• Your objective: Rewrite the post on Obamanomics starting with "Socialized medicine disguised" and going on through "they probably won't.", and swap "Senate" for "House".

• Reading text:
= = = = =

Friday, June 19, 2009
Obamanomics Is Over
The Obama Administration is over, at least in terms of major legislation.
Socialized medicine disguised as a "public option" will not pass Congress. Neither will the beloved-of-Hollywood-airheads "cap and trade" energy tax bill. Ditto for the union-pushed "card check" payoff. This triad of massive government expansion, considered the crown jewels for Obama's New New Deal, are all walking dead. Forget about the Democrats having 60 Senate votes to block a filibuster; I doubt any one of the three could get to a bare majority, assuming they ever came to the floor. Which they probably won't.
The realization of all this clearly hasn't sunk in yet with all of the Administration, the Congressional leadership, or the Obamedia, and no wonder: they've thought for months that all of these things were going to be a slam dunk. They're just starting to realize that they could have had the whole megillah of Europeanizing the American economy, but instead, they blew it.

= = = = =

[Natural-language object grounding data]

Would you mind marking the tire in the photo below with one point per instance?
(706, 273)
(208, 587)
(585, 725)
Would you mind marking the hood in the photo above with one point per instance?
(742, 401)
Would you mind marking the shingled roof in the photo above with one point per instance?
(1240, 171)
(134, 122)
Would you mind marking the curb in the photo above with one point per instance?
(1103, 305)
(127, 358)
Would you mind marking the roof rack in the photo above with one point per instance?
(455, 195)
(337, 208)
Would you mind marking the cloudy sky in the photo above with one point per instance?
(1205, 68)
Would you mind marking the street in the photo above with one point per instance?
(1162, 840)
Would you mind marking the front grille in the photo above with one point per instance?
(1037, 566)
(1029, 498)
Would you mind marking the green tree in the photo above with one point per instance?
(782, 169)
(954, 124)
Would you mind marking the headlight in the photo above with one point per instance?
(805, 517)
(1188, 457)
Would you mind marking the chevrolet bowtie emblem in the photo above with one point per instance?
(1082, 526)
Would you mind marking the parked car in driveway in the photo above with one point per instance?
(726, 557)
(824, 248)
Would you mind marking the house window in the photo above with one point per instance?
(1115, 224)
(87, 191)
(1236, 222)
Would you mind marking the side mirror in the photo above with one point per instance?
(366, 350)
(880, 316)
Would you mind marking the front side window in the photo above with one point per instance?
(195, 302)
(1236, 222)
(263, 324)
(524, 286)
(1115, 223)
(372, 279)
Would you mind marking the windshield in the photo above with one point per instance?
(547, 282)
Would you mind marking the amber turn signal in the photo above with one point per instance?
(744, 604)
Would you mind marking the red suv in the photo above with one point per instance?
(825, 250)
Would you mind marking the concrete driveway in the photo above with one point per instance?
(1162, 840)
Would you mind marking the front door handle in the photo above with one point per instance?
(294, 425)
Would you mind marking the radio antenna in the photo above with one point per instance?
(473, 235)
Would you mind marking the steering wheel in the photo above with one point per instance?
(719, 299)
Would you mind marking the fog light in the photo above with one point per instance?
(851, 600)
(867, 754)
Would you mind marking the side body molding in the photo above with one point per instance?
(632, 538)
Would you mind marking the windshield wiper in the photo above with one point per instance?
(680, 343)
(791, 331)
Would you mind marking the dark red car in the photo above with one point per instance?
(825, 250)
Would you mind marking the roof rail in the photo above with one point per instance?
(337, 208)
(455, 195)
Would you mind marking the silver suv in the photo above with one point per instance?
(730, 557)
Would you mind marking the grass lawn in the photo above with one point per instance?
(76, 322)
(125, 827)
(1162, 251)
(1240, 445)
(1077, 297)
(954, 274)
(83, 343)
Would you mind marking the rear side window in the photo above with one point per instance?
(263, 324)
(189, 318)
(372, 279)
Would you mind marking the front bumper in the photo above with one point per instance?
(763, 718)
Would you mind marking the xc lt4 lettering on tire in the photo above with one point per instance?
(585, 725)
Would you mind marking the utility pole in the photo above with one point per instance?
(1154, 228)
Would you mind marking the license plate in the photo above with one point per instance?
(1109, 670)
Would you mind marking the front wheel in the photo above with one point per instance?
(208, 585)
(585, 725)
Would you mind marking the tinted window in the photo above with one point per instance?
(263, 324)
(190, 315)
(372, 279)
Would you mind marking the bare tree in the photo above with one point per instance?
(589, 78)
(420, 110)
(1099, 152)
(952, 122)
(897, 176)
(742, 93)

= = = = =

• Final answer:
Socialized medicine disguised as a "public option" will not pass Congress. Neither will the beloved-of-Hollywood-airheads "cap and trade" energy tax bill. Ditto for the union-pushed "card check" payoff. This triad of massive government expansion, considered the crown jewels for Obama's New New Deal, are all walking dead. Forget about the Democrats having 60 House votes to block a filibuster; I doubt any one of the three could get to a bare majority, assuming they ever came to the floor. Which they probably won't.